● **Belge Alıntısı**
Bugüne kadar binlerce araştırmada sabah çalınan müziğin ne kadar önemli olduğundan dem vuruldu. Kulaktan beyne yayılan oradan da vücudun her hücresine aktarılan notalarla rahatlamak ne güzeldir...
Gerçekten de öyle ama... Evden çıkıp gazetedeki masama oturana kadar geçirdiği müzik macerasını anlatılmazsam olmaz... Her sabah uyandığımda doğrudan radyoyu açıyorum. Rastgele bulduğum bir kanal sabahları güzel bir klasik müzik çalıyor. Böylece kahvemin piştiği benim de hazırlandığım dakikalarda, fonda rahatlatıcı notalar vuruyor... Ardından bizim işyeri servisine biniyorum: garip Mesut abi köprü trafiğinde bayılmamak ve ayık kalmak için Kral Fm'i dayıyor... Allahım sabah sabah nasıl bir sestir İbrahim, Müslüm ve türevleri. Bir ara memleketi Ankara'nın bozlaklarına takmıştı, hangisi daha iyidir bilmiyorum.

● **Veriler**
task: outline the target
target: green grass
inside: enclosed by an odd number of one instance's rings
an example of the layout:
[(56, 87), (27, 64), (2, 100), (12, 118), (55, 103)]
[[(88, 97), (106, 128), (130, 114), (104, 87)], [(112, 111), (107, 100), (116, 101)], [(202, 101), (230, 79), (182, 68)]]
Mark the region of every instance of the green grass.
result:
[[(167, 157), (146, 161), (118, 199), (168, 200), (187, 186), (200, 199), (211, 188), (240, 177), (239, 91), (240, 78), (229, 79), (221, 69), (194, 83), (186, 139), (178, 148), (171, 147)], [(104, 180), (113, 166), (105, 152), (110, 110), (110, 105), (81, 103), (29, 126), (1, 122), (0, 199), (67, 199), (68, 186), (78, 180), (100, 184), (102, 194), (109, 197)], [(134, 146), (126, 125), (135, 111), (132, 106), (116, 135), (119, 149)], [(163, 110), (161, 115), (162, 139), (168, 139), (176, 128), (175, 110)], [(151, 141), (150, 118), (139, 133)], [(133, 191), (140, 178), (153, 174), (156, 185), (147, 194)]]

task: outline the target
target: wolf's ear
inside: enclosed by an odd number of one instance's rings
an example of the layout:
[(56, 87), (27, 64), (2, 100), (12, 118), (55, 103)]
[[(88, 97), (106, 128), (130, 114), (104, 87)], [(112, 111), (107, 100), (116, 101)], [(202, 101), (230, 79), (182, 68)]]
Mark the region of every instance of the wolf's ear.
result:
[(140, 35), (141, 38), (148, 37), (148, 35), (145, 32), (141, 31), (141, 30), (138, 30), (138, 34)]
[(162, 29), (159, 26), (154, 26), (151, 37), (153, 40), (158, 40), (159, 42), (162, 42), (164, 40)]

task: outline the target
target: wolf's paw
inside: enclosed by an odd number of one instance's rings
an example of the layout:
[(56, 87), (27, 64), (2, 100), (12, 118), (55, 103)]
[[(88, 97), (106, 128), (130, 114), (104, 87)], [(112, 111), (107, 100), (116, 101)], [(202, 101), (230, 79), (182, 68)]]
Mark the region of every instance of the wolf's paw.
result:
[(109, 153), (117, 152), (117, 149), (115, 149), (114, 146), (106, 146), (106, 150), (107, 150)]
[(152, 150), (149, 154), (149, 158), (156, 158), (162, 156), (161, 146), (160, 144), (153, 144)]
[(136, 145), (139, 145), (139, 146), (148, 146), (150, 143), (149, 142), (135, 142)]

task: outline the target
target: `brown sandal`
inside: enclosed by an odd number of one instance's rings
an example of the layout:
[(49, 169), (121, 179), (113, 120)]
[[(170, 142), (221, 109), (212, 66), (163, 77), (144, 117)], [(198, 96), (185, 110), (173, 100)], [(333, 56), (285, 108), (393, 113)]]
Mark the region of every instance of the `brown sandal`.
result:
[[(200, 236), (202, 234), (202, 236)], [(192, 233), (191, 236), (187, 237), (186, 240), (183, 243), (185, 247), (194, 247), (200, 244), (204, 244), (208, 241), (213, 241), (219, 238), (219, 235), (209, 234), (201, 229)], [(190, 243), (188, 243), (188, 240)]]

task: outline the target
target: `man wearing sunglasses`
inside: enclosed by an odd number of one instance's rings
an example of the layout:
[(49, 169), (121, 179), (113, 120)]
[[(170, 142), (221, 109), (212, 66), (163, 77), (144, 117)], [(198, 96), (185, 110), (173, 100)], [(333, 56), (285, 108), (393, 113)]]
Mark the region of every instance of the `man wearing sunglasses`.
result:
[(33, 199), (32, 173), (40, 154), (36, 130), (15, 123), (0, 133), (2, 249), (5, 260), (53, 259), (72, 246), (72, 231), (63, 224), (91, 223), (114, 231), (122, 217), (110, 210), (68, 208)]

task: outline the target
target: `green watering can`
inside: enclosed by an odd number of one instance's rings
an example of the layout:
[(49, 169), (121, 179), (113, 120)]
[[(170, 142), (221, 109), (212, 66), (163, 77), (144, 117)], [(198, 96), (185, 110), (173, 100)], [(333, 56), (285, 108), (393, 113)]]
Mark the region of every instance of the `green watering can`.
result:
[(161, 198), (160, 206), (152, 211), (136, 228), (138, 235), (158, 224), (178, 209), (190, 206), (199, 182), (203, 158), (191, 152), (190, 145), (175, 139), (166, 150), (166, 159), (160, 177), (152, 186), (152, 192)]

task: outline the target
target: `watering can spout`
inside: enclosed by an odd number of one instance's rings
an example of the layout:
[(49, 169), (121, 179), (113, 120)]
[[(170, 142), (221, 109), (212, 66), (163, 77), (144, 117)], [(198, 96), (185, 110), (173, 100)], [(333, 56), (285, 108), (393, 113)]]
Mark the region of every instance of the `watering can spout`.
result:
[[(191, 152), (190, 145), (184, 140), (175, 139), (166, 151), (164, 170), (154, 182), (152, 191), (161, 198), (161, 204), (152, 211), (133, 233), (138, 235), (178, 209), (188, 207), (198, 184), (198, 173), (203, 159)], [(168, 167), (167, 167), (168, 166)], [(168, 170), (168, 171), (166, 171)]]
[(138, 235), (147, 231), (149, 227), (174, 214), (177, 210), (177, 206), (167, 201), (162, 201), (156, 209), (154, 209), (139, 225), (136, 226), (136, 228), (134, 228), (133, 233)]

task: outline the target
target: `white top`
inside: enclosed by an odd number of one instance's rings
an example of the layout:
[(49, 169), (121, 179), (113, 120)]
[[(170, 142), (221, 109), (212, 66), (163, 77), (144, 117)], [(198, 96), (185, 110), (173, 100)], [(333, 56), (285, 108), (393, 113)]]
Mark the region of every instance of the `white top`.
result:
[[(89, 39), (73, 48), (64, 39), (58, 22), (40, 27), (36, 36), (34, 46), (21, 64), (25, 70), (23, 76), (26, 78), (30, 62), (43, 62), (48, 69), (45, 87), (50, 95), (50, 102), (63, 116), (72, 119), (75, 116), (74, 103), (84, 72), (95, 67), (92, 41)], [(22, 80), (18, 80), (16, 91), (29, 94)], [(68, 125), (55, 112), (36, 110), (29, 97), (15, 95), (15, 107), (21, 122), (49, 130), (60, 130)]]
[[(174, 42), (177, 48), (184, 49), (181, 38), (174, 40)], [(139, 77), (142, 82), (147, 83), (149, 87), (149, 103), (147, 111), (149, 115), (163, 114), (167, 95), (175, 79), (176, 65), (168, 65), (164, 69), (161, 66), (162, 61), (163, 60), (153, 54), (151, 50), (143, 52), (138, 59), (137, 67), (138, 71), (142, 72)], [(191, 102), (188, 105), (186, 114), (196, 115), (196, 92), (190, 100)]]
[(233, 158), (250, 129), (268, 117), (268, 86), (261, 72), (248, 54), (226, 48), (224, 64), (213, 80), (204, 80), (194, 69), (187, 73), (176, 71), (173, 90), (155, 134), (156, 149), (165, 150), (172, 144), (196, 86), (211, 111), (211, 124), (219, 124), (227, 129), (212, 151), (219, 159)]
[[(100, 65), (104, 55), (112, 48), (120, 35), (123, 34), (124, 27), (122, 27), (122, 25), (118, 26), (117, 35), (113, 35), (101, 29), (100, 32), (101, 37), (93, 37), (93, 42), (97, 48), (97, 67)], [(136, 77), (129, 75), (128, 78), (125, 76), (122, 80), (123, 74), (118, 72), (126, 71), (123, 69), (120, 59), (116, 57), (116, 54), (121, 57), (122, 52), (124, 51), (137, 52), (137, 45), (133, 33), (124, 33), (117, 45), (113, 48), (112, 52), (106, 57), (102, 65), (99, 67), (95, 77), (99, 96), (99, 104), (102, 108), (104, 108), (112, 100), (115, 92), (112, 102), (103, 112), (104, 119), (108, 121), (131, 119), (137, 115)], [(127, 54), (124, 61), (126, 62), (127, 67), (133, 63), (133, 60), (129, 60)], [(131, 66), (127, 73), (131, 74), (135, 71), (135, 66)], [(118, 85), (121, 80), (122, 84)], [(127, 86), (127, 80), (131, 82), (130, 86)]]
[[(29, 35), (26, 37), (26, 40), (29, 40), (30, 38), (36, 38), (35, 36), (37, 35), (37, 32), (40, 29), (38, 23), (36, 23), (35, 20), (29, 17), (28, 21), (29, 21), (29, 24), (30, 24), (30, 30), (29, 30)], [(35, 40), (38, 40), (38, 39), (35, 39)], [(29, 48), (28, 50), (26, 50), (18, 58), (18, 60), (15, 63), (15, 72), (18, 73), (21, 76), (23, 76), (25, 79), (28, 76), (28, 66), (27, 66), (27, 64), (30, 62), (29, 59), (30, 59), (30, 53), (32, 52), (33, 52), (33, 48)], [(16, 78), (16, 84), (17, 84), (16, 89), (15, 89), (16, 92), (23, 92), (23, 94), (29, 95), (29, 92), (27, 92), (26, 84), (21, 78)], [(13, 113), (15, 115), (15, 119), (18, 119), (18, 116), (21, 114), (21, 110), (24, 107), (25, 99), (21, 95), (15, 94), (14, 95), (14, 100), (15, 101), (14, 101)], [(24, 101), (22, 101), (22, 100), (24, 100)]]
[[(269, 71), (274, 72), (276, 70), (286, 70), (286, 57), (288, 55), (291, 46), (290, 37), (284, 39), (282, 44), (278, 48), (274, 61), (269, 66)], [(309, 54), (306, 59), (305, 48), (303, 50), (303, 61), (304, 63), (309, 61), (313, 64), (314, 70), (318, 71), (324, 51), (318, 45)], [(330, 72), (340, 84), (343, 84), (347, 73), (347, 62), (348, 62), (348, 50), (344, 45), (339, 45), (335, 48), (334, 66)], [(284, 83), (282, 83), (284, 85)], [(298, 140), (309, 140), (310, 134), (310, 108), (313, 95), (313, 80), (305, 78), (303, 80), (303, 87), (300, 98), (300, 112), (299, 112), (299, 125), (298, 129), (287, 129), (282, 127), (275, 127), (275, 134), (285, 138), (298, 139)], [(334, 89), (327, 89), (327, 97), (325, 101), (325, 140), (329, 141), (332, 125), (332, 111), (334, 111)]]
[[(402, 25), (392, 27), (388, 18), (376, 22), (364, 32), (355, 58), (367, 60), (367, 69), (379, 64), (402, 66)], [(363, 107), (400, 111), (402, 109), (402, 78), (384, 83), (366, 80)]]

● **Çözülecek Sorular**
1/ Sabah müziği yazısına göre Mesut abi köprü trafiğinde ayık kalmak için hangi radyoyu açıyor?
2/ Sabah müziği yazısında "Gerçekten de öyle" ile başlayıp "daha iyidir bilmiyorum." ile biten bölümü, "radyoyu" yerine "müzik setini" koyarak güncellenmiş hâliyle yeniden yaz.
3/ Sabah müziği yazısında adı geçen bütün kişileri listele.

● **Yanıtlar**
1/ Kral Fm

2/
Gerçekten de öyle ama... Evden çıkıp gazetedeki masama oturana kadar geçirdiği müzik macerasını anlatılmazsam olmaz... Her sabah uyandığımda doğrudan müzik setini açıyorum. Rastgele bulduğum bir kanal sabahları güzel bir klasik müzik çalıyor. Böylece kahvemin piştiği benim de hazırlandığım dakikalarda, fonda rahatlatıcı notalar vuruyor... Ardından bizim işyeri servisine biniyorum: garip Mesut abi köprü trafiğinde bayılmamak ve ayık kalmak için Kral Fm'i dayıyor... Allahım sabah sabah nasıl bir sestir İbrahim, Müslüm ve türevleri. Bir ara memleketi Ankara'nın bozlaklarına takmıştı, hangisi daha iyidir bilmiyorum.

3/ Mesut abi, İbrahim, Müslüm